(Data items)
Start of Block
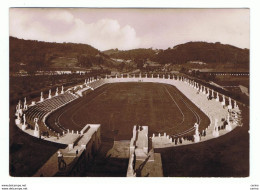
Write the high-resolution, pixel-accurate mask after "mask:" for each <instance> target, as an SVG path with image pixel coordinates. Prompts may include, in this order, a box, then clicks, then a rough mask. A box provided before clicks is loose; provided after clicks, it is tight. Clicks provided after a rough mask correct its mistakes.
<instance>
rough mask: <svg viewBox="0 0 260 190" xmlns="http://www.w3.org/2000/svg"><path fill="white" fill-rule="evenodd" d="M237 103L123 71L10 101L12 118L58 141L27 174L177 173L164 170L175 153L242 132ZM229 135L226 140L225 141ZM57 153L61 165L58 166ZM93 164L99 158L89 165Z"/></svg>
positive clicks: (195, 84)
mask: <svg viewBox="0 0 260 190" xmlns="http://www.w3.org/2000/svg"><path fill="white" fill-rule="evenodd" d="M213 107H214V109H212V108H213ZM244 109H247V108H245V105H242V104H241V105H239V104H238V103H237V102H236V100H233V99H231V98H230V97H226V96H225V95H223V94H221V93H218V92H216V91H214V90H213V89H211V88H209V87H206V86H203V85H201V84H199V83H197V82H195V81H194V80H191V79H188V78H185V77H183V76H178V75H168V76H165V75H162V76H160V75H159V74H158V75H154V74H152V75H148V74H145V75H142V74H141V73H140V74H139V75H125V76H124V75H123V74H122V75H121V76H120V77H119V76H117V75H116V76H114V77H112V76H106V77H104V78H99V77H96V78H94V77H91V78H88V79H86V80H85V82H84V83H83V84H78V85H75V86H73V87H70V88H68V89H64V88H63V86H62V87H61V91H59V89H58V88H57V89H56V92H55V93H52V92H51V90H50V91H49V94H48V96H47V95H43V94H42V93H41V97H40V98H38V100H33V101H32V102H31V104H29V103H28V104H27V100H26V99H25V100H24V102H23V103H22V102H19V103H18V105H17V106H16V114H15V115H16V116H17V118H16V119H15V123H16V125H17V126H18V127H19V128H20V129H21V130H22V131H23V132H25V133H27V134H29V135H31V136H33V137H34V138H38V139H41V140H43V141H49V142H52V143H55V144H60V145H63V146H64V147H65V148H62V149H58V151H57V152H55V153H54V154H53V155H52V156H51V157H50V159H49V160H47V162H46V163H44V164H43V165H42V166H41V167H40V168H39V169H38V171H37V172H36V173H35V174H34V176H75V175H76V176H77V175H78V176H84V175H86V176H123V175H124V173H125V176H146V175H147V174H149V175H148V176H153V177H161V176H172V175H173V176H175V175H176V176H178V174H177V173H172V172H171V171H169V166H170V167H171V164H172V163H167V162H169V160H171V159H173V160H175V159H181V158H178V157H179V156H180V155H178V154H180V153H178V154H176V151H177V152H182V151H183V150H182V149H187V148H186V147H194V148H195V149H196V146H197V147H199V148H198V151H201V149H203V148H202V147H200V146H205V144H207V143H209V144H210V141H212V143H213V144H215V143H216V144H217V143H218V139H222V138H223V139H225V137H227V136H228V135H229V134H231V137H232V136H233V135H232V133H235V132H236V131H243V130H245V129H242V128H245V126H243V122H245V121H244V120H245V119H243V118H244V117H246V115H245V116H244V117H243V116H242V111H241V110H244ZM244 114H246V113H243V115H244ZM22 116H23V117H22ZM196 125H197V126H196ZM133 127H134V129H133ZM136 127H137V128H136ZM142 128H144V129H146V131H143V130H142ZM134 131H135V132H134ZM142 132H146V134H143V133H142ZM136 133H137V134H136ZM241 133H242V132H241ZM136 135H137V136H138V137H136ZM241 135H242V134H241ZM233 138H234V137H233ZM236 138H237V137H236ZM220 141H222V140H220ZM232 141H233V140H232V138H230V139H229V142H228V143H234V142H232ZM223 143H225V141H222V142H220V143H219V144H223ZM200 144H201V145H200ZM215 146H219V147H218V148H220V147H222V146H221V145H215ZM226 146H230V147H232V146H237V144H229V145H227V144H226ZM182 147H183V148H182ZM222 148H223V147H222ZM188 149H192V148H188ZM227 150H228V149H227ZM60 152H62V154H63V157H64V160H65V163H66V168H65V169H64V168H63V169H60V168H57V167H58V165H57V163H56V162H57V154H58V153H60ZM213 152H214V150H213ZM214 153H215V152H214ZM183 154H184V157H187V156H186V155H185V153H183ZM196 154H199V155H200V156H201V154H202V153H196ZM196 154H195V155H194V156H196ZM203 154H205V153H203ZM211 154H212V153H211ZM171 157H173V158H171ZM174 157H176V158H174ZM222 158H226V155H224V156H223V155H222ZM104 159H108V161H107V163H106V165H109V167H108V168H106V169H103V168H102V167H103V165H104V163H102V162H104ZM185 159H187V158H185ZM189 159H190V158H189ZM195 160H196V159H195ZM93 162H95V164H98V163H100V164H101V163H102V164H101V166H95V167H94V166H91V167H89V164H91V165H92V164H93ZM110 162H111V163H110ZM176 162H177V160H176ZM187 162H194V160H193V161H192V159H190V161H187ZM227 162H230V161H227ZM231 162H232V159H231ZM115 163H116V164H115ZM191 164H192V163H191ZM230 164H231V163H230ZM187 165H189V164H187ZM231 165H232V164H231ZM59 167H60V166H59ZM99 167H101V168H102V169H100V168H99ZM209 167H211V166H209ZM214 167H215V166H213V168H214ZM50 168H52V169H50ZM89 168H90V169H89ZM140 168H141V169H140ZM113 169H114V171H113ZM93 170H94V171H93ZM102 170H110V172H108V171H102ZM173 171H175V170H173ZM186 172H188V171H186ZM190 172H191V171H190ZM243 172H244V171H242V173H243ZM181 173H182V174H181ZM180 174H181V175H180V176H185V175H187V176H190V175H191V173H189V172H188V174H187V173H186V174H185V172H184V173H183V171H181V172H180ZM192 175H194V176H200V175H201V176H204V175H205V174H203V173H201V172H197V173H196V174H192ZM215 175H217V176H218V175H220V176H221V175H224V176H225V175H227V176H228V175H230V174H226V173H225V172H224V173H221V174H220V173H219V174H218V173H215ZM240 175H241V174H240ZM242 175H247V174H245V173H243V174H242Z"/></svg>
End of Block
WHAT TO PRODUCE:
The answer must consist of every line from the data that holds the string "instance".

ANSWER TO THE EXERCISE:
Write the high-resolution, pixel-accurate mask after "mask:" for each <instance> target, as an SVG path with image pixel coordinates. Prompts may include, in this order, a box, then clicks, then a rough mask. A box provided before clicks is loose; provided after clicks, it is tight. Clicks provided after a rough mask correct its mistakes.
<instance>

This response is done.